(WORK TO COMPLETE): Starting at the beginning of the data and continuing through the line with "x=300, y=165", rewrite those lines with "rope through nose" changed to "nose rope" and everything else left as it is.

[start EXTRACTED DATA]

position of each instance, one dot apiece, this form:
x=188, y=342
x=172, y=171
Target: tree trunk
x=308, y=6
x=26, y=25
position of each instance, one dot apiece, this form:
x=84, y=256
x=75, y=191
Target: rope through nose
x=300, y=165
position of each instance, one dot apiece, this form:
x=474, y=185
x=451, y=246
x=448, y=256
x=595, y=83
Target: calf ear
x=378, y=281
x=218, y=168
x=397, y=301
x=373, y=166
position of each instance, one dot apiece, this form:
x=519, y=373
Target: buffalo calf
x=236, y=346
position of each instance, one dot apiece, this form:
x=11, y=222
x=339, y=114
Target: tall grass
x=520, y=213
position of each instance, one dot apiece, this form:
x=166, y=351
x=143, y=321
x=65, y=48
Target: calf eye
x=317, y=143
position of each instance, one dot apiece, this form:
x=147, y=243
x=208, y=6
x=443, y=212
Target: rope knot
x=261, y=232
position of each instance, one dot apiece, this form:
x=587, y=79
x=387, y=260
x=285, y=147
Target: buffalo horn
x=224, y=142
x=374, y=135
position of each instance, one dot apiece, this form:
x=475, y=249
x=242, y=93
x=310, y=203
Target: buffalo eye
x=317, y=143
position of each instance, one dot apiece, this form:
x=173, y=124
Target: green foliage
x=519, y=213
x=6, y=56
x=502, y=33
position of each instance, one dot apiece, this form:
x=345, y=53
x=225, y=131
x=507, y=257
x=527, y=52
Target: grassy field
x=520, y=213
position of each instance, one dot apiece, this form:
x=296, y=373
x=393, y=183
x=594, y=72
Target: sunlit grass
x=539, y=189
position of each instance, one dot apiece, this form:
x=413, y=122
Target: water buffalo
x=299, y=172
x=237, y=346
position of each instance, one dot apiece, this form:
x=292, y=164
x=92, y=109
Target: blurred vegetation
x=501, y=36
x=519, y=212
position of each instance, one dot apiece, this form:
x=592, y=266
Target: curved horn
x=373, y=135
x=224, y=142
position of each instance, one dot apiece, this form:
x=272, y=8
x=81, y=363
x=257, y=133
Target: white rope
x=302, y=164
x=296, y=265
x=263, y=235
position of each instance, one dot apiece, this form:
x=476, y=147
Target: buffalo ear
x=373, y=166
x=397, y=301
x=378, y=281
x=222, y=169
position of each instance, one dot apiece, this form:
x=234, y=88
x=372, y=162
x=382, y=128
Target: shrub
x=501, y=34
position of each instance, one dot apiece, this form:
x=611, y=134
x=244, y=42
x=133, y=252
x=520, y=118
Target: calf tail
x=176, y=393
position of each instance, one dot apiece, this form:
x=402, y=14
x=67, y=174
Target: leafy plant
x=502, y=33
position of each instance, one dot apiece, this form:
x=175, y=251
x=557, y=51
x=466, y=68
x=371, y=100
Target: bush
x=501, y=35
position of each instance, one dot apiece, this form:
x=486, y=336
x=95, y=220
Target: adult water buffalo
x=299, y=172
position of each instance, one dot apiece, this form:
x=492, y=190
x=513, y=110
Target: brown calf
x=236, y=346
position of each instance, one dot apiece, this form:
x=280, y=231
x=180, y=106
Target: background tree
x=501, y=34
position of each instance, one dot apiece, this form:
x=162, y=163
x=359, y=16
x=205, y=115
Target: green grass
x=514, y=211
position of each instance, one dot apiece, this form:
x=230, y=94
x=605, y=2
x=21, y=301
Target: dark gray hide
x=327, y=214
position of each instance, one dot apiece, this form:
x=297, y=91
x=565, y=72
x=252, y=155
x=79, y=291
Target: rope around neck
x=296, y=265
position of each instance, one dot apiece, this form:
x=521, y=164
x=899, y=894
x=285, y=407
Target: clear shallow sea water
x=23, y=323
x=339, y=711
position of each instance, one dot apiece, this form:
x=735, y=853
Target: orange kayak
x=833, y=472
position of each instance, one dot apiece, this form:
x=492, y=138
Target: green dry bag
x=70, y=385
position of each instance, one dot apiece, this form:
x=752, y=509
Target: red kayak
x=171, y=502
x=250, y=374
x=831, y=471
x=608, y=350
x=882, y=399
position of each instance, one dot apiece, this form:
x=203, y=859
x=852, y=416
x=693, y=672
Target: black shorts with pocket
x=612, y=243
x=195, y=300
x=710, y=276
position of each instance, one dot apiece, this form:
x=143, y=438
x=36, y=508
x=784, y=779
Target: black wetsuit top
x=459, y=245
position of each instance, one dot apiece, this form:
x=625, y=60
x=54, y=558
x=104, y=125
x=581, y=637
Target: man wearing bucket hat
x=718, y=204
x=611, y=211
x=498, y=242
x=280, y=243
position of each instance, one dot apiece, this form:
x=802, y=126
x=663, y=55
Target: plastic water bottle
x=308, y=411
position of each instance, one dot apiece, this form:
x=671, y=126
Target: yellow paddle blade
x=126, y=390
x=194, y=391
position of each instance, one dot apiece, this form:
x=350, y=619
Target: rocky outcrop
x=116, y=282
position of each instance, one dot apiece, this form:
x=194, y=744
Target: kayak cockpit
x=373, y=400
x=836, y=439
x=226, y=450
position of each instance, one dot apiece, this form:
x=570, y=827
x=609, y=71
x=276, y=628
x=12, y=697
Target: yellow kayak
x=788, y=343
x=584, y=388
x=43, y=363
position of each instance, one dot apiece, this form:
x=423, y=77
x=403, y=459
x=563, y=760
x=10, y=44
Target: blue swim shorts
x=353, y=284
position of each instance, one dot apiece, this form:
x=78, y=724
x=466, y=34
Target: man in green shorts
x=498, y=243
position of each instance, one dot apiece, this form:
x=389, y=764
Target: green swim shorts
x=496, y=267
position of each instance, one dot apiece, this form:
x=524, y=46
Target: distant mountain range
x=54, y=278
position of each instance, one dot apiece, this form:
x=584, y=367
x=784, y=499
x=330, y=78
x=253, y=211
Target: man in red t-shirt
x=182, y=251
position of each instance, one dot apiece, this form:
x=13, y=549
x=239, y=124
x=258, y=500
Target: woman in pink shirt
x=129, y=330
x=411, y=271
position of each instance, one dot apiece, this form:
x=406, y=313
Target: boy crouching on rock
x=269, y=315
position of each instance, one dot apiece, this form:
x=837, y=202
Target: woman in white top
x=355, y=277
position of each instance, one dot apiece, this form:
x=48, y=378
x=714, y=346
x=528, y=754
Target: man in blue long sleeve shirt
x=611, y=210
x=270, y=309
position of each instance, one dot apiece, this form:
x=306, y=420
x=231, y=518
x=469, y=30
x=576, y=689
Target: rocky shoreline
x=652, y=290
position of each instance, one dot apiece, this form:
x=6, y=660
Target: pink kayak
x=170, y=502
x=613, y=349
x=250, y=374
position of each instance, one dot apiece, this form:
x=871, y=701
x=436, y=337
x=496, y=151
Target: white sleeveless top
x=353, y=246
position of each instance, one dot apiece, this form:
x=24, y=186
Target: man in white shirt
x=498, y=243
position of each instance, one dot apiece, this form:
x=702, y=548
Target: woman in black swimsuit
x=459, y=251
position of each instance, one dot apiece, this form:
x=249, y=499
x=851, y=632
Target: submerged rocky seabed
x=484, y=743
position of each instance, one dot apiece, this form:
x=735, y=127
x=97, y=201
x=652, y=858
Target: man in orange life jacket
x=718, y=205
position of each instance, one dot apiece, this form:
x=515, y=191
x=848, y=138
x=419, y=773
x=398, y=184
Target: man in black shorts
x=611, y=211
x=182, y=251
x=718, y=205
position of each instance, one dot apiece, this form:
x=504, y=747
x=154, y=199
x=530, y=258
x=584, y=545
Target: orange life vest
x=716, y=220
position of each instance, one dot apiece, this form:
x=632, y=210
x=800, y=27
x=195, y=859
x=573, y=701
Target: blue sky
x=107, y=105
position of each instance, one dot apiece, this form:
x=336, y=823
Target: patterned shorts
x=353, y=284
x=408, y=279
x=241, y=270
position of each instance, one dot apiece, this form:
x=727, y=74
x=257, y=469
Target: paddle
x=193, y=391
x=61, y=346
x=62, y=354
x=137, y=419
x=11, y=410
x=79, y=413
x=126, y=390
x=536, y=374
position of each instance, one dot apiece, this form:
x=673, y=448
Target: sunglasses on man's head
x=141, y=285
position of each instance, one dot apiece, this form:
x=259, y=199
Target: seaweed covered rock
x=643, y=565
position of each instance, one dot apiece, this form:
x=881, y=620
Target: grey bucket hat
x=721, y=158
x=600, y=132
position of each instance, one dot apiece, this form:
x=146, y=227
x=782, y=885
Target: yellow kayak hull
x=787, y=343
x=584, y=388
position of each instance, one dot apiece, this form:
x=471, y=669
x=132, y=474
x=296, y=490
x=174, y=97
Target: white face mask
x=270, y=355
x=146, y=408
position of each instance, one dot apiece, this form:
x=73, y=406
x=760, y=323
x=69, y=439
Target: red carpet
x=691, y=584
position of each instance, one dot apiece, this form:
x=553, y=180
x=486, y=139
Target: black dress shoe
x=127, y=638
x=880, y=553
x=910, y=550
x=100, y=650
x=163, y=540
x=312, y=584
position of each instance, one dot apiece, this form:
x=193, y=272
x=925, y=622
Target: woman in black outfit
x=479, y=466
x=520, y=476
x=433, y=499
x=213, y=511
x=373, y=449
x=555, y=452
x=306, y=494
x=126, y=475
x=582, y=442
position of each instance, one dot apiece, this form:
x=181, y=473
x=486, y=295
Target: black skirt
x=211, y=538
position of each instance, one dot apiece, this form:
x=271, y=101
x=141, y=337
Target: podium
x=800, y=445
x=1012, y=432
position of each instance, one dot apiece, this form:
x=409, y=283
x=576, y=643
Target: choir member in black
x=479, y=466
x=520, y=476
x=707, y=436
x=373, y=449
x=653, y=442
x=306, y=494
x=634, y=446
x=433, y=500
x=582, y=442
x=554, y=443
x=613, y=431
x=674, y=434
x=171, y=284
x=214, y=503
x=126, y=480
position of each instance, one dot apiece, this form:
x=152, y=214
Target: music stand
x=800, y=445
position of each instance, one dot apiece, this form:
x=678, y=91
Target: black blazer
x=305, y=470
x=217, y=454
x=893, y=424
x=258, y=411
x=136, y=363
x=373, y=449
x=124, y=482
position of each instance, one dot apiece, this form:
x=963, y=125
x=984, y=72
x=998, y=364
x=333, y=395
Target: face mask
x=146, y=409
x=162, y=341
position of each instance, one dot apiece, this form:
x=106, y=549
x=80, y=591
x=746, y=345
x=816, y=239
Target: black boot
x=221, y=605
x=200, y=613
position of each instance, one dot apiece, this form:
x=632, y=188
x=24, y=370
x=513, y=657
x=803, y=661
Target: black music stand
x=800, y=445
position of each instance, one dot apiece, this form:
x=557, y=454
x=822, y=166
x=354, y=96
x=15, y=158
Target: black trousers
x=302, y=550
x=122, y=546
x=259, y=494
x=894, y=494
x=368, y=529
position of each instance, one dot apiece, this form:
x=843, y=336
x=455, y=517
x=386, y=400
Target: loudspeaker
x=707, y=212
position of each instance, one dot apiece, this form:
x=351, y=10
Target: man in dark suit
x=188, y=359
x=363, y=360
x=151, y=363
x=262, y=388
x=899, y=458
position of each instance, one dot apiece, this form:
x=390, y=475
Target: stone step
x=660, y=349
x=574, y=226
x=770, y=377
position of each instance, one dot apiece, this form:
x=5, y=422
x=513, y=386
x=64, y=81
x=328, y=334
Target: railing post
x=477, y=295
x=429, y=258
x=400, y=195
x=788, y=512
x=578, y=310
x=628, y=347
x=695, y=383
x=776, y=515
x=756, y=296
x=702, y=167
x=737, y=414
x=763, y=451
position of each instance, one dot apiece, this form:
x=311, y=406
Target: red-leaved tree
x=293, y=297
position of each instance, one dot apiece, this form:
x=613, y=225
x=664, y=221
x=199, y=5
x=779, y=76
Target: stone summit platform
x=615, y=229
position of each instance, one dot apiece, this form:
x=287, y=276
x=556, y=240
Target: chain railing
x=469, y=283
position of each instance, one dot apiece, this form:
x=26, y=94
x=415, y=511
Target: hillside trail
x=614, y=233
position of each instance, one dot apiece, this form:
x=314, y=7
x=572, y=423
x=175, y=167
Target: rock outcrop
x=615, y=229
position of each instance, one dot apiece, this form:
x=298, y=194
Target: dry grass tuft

[end EXTRACTED DATA]

(ANSWER TO THE EXERCISE):
position of each instance, one dot apiece, this form:
x=188, y=342
x=172, y=171
Target: tree trunk
x=308, y=6
x=26, y=25
position of each instance, one dot apiece, this form:
x=84, y=256
x=75, y=191
Target: nose rope
x=300, y=165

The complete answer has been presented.